◆ Your objective
Your answer should hold exactly the lines beginning with the one that contains "just need the box coords for the front grille, thx" and ending with the last line of the material, both included. Leave every picture out.
== Given entries
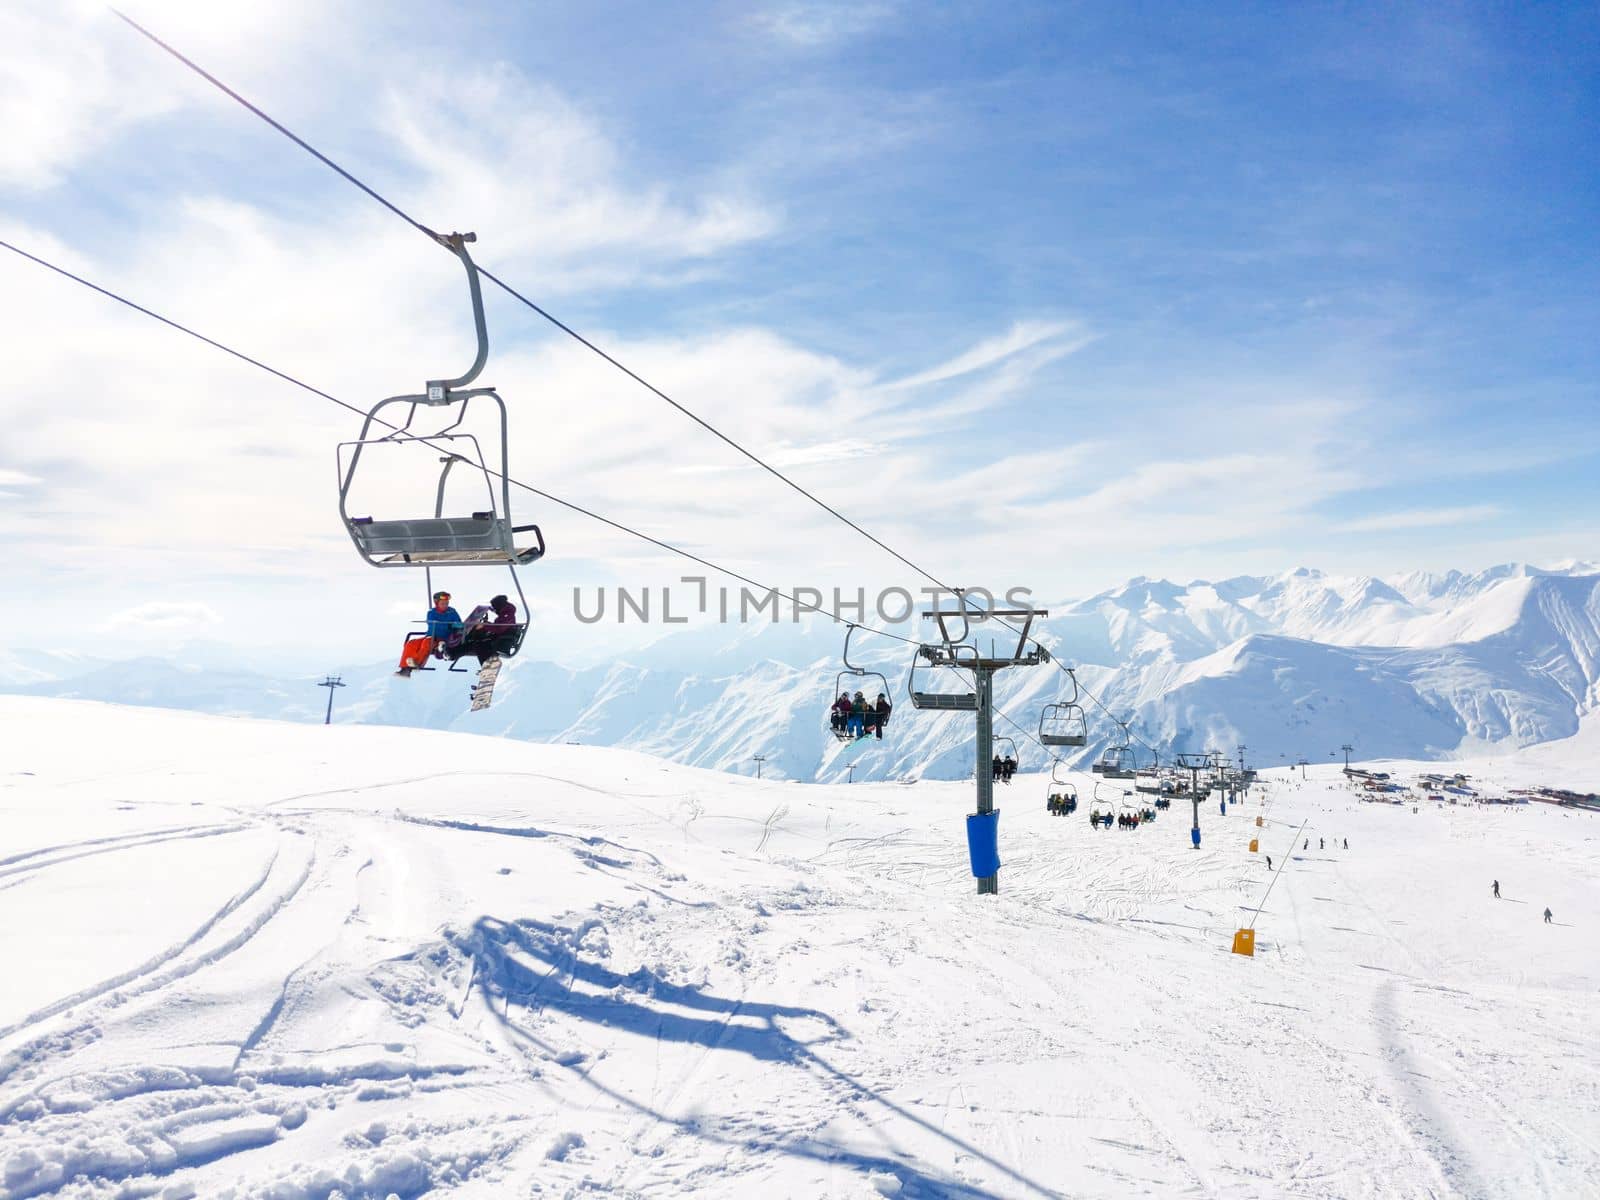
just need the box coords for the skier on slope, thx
[1544,907,1553,924]
[1492,880,1500,899]
[1265,854,1273,871]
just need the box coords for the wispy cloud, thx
[386,65,779,290]
[1336,505,1500,534]
[752,1,899,48]
[879,320,1090,392]
[0,0,331,189]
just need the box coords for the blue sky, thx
[1,0,1596,668]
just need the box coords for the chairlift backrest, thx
[834,667,891,706]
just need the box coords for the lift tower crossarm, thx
[919,607,1050,668]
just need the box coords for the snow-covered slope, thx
[8,565,1600,782]
[1,697,1596,1198]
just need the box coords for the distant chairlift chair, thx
[1039,670,1089,748]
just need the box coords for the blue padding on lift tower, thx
[966,810,1001,878]
[1191,826,1202,848]
[1220,798,1227,814]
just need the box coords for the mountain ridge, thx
[7,562,1598,781]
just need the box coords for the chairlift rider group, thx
[991,736,1019,784]
[337,233,542,711]
[1046,757,1078,816]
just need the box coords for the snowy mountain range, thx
[7,562,1598,782]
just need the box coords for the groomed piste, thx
[2,696,1596,1199]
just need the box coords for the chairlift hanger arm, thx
[842,623,869,673]
[428,235,490,398]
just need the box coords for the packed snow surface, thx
[2,697,1597,1198]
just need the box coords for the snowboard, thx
[469,656,502,712]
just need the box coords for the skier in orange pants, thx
[396,591,462,676]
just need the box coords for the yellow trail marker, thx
[1249,838,1260,853]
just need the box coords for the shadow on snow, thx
[456,914,1062,1199]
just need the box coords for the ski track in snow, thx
[1,697,1597,1198]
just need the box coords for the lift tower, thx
[909,597,1049,895]
[1175,751,1218,848]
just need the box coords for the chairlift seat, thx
[910,691,978,712]
[443,621,530,662]
[349,515,545,567]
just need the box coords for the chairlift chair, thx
[1039,702,1088,748]
[1088,780,1120,827]
[991,735,1019,784]
[337,232,543,654]
[829,625,892,741]
[1093,745,1137,780]
[906,642,980,711]
[1038,668,1088,746]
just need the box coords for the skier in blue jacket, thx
[397,591,463,677]
[426,591,464,639]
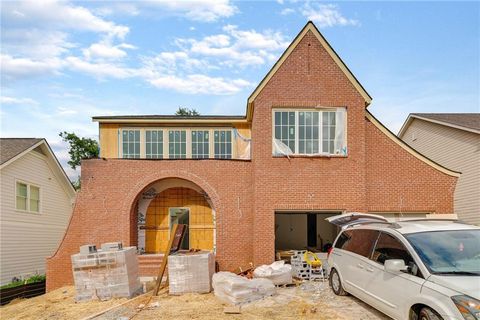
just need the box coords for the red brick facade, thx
[46,27,457,291]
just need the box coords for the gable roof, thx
[94,21,371,124]
[246,21,372,120]
[0,138,43,165]
[0,138,76,198]
[398,113,480,137]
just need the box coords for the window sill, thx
[272,154,348,158]
[15,209,42,215]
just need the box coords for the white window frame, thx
[145,129,164,159]
[272,108,347,156]
[15,179,41,214]
[191,129,210,159]
[213,129,233,159]
[168,129,188,159]
[118,127,234,159]
[120,128,141,159]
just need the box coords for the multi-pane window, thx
[146,130,163,159]
[322,111,336,154]
[122,130,140,158]
[16,182,40,213]
[273,110,342,155]
[191,130,209,158]
[214,130,232,159]
[274,111,295,152]
[169,130,186,159]
[299,111,319,154]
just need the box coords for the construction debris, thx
[168,251,215,295]
[212,272,275,305]
[253,260,292,285]
[71,244,142,302]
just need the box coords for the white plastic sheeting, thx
[212,272,275,305]
[272,139,294,157]
[252,260,292,285]
[168,251,215,295]
[334,107,347,155]
[233,129,251,159]
[71,246,141,301]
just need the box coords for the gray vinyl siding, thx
[0,151,73,285]
[401,118,480,225]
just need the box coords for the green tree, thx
[175,107,200,116]
[59,131,99,170]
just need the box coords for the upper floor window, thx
[273,108,346,156]
[191,130,209,159]
[169,130,186,159]
[16,181,40,213]
[146,130,163,159]
[214,130,232,159]
[122,130,140,158]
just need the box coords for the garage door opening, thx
[275,212,340,253]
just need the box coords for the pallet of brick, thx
[71,245,141,301]
[168,251,215,295]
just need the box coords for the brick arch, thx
[121,170,222,246]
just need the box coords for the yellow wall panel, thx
[145,187,214,253]
[99,124,119,158]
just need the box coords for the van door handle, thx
[366,267,374,272]
[357,263,364,269]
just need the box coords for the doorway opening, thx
[275,212,340,253]
[169,207,189,250]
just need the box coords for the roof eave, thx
[92,117,249,124]
[399,114,480,137]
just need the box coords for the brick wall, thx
[46,30,457,291]
[46,159,253,291]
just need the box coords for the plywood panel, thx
[145,187,214,253]
[99,124,119,158]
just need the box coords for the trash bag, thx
[212,272,275,305]
[252,260,292,285]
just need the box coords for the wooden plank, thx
[152,224,186,296]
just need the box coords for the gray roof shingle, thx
[0,138,43,165]
[412,113,480,132]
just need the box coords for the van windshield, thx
[405,229,480,275]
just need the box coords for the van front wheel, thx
[419,307,443,320]
[329,268,347,296]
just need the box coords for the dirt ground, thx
[0,283,389,320]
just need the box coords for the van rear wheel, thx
[419,307,443,320]
[329,268,347,296]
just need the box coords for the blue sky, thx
[1,1,479,179]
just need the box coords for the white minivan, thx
[326,213,480,320]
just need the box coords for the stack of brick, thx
[168,251,215,295]
[71,243,141,301]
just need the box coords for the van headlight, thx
[452,295,480,320]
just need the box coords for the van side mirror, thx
[384,259,409,273]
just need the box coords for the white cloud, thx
[301,3,359,28]
[83,42,136,60]
[147,74,251,95]
[1,1,132,80]
[175,25,289,67]
[0,54,64,80]
[1,0,129,39]
[280,8,295,15]
[0,95,38,105]
[65,56,134,79]
[146,0,238,22]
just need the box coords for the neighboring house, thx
[46,22,460,291]
[0,138,75,285]
[398,113,480,225]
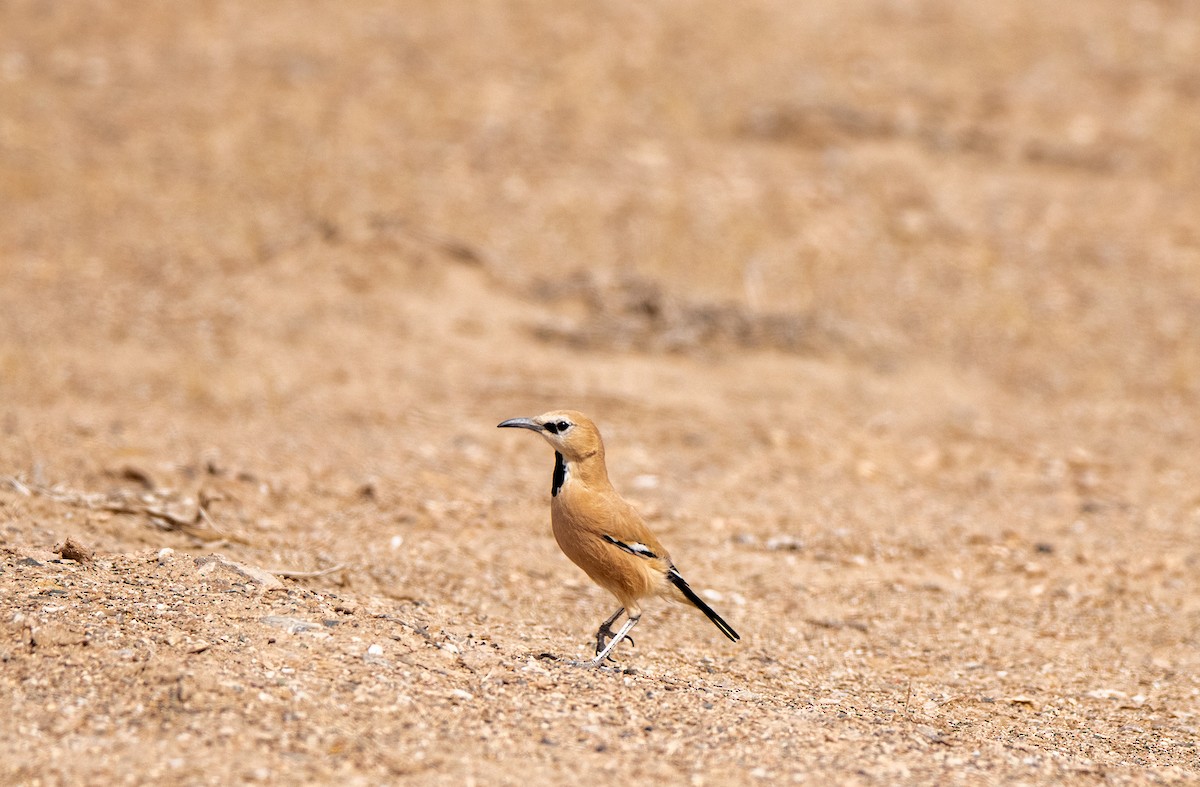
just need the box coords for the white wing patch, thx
[601,534,659,559]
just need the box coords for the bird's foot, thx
[594,621,615,654]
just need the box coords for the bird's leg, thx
[594,607,627,655]
[591,614,640,665]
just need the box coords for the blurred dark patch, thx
[740,103,895,147]
[528,270,864,356]
[739,102,1004,159]
[738,101,1153,175]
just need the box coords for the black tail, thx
[668,569,740,642]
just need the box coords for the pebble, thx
[195,555,283,589]
[521,658,549,675]
[260,616,323,635]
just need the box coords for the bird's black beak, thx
[497,417,543,432]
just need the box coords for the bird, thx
[498,409,739,665]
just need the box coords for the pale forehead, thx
[537,409,586,423]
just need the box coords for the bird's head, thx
[497,409,603,463]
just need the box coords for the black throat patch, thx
[551,451,566,497]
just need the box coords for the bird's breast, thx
[549,486,667,605]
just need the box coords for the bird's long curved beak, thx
[497,417,543,432]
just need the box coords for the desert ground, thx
[2,1,1199,784]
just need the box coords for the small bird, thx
[498,410,739,665]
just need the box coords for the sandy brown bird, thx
[498,410,740,664]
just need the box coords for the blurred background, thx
[4,1,1198,404]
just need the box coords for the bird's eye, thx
[544,420,571,435]
[556,421,570,431]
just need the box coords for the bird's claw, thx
[595,624,614,655]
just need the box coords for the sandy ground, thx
[2,1,1200,784]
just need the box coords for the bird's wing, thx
[595,494,671,562]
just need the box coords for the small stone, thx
[55,538,95,563]
[30,623,85,647]
[260,616,322,634]
[521,658,549,675]
[765,535,804,552]
[19,547,60,564]
[916,724,945,743]
[195,555,283,589]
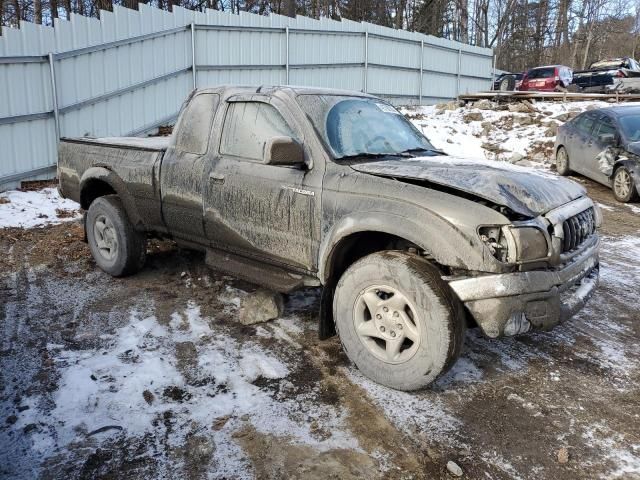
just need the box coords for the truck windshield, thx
[619,114,640,142]
[296,94,436,160]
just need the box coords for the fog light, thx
[504,312,531,336]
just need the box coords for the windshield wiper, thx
[398,147,444,156]
[335,152,409,161]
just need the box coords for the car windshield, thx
[296,94,436,159]
[619,114,640,142]
[527,67,555,79]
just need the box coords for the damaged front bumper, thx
[448,236,600,338]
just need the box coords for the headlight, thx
[478,226,509,262]
[479,225,549,263]
[507,226,549,262]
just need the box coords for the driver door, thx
[203,96,323,272]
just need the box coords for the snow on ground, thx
[402,100,618,166]
[11,300,359,477]
[0,187,80,228]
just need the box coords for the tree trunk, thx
[284,0,295,17]
[34,0,42,23]
[50,0,59,18]
[12,0,21,21]
[581,27,594,69]
[396,0,407,29]
[458,0,468,43]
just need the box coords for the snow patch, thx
[0,188,80,228]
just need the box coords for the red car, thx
[519,65,573,92]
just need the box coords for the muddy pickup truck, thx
[58,86,601,390]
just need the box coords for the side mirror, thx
[599,133,616,145]
[263,136,305,166]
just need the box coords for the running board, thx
[205,249,319,293]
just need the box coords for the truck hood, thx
[350,155,586,218]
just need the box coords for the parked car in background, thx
[520,65,573,92]
[570,57,640,94]
[493,72,524,91]
[555,106,640,202]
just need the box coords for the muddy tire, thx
[556,146,571,176]
[86,195,146,277]
[333,251,465,391]
[612,166,639,203]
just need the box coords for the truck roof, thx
[194,85,375,98]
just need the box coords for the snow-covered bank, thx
[0,187,80,228]
[403,100,624,167]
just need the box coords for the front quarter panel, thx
[319,165,512,282]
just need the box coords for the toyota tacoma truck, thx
[58,86,601,391]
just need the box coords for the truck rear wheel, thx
[333,251,465,391]
[86,195,146,277]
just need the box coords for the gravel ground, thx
[1,176,639,480]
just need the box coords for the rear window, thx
[527,67,555,79]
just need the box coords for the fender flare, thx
[318,210,484,284]
[79,166,143,227]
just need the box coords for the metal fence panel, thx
[0,4,493,190]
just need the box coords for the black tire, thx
[556,146,571,176]
[333,251,465,391]
[612,166,639,203]
[499,75,516,91]
[86,195,146,277]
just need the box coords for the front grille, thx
[561,207,596,253]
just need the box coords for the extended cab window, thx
[174,93,219,155]
[220,102,295,161]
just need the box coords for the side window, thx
[174,94,219,155]
[575,114,596,136]
[594,117,616,138]
[220,102,296,161]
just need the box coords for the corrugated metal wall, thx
[0,5,493,190]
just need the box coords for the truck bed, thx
[63,136,171,151]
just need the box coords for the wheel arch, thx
[316,212,481,339]
[79,167,143,228]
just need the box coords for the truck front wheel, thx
[333,251,465,391]
[86,195,146,277]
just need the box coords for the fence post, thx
[190,23,197,89]
[456,47,462,98]
[285,26,290,84]
[47,52,60,142]
[419,40,424,104]
[491,52,496,90]
[363,30,369,93]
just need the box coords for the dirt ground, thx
[1,176,639,480]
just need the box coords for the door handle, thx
[209,172,225,184]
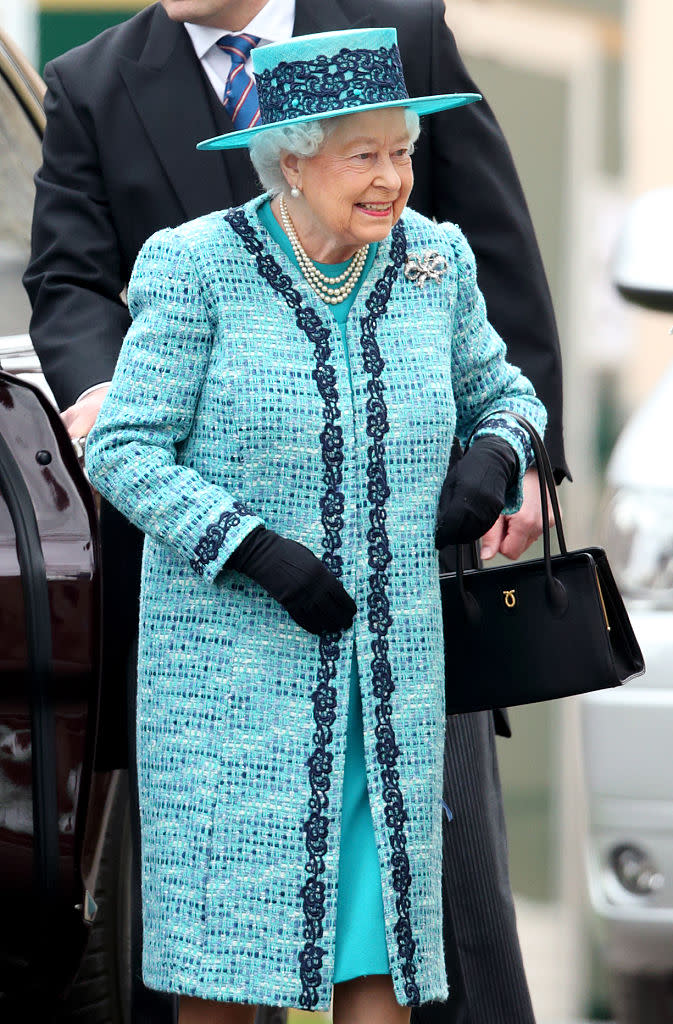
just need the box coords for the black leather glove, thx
====
◆ Solution to this problem
just need the box coords for the front grille, thx
[561,207,596,253]
just need the box coords for the extended cab window, thx
[174,93,219,155]
[220,102,295,161]
just need the box coords for the side window, thx
[174,94,219,155]
[575,114,596,136]
[594,117,616,138]
[220,102,296,161]
just need the box coords for the corrugated metal wall, thx
[0,5,493,190]
just need the box coords for the truck bed, thx
[63,136,171,151]
just need the box coords for the wheel arch, thx
[316,212,481,339]
[79,167,143,228]
just need the box coords for the truck front wheel, thx
[333,251,465,391]
[86,195,146,277]
just need the box coords for the fence post, thx
[190,23,197,89]
[456,47,462,98]
[285,26,290,84]
[47,52,60,142]
[419,40,424,104]
[491,52,496,90]
[363,30,369,93]
just need the box coords for the dirt ground, thx
[1,176,639,480]
just need the box coords for the door handle, thx
[209,172,225,184]
just need the box coords for the black leather glove, thx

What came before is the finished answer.